[Point labeling data excerpts]
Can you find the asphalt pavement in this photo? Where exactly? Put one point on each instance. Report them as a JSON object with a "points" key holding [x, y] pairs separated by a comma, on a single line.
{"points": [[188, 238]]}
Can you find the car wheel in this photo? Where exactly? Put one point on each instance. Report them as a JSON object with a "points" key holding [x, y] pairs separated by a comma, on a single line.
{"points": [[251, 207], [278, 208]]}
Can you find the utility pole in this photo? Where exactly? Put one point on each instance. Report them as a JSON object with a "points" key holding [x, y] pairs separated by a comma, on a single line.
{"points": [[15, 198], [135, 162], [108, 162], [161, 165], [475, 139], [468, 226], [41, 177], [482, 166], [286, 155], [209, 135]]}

Work instructions: Write out all of the data above again, keeping every line, including the labeling requests, and adjust each x and y coordinate in the answers by -6.

Answer to the problem:
Can you find the asphalt pavement in this photo? Where exactly? Put one point on each instance. Report them as a JSON object with a "points" key holding [x, y] pairs separated by a comma, on a single line.
{"points": [[182, 232]]}
Can you find the car wheel in this photo? Where exactly? Put one point on each instance. Report them as a JSON object with a "points" key holding [x, y] pairs separated by a comma, on a single line.
{"points": [[245, 201], [272, 202]]}
Can you find the utility pole in this photo? Where exactly? Put one point on each instance. Report them as a JSON object with a "points" key holding [x, y] pairs separated by a comma, on a single line.
{"points": [[9, 192], [129, 156], [102, 156], [155, 159], [469, 133], [462, 220], [35, 171], [476, 160], [280, 149], [203, 129]]}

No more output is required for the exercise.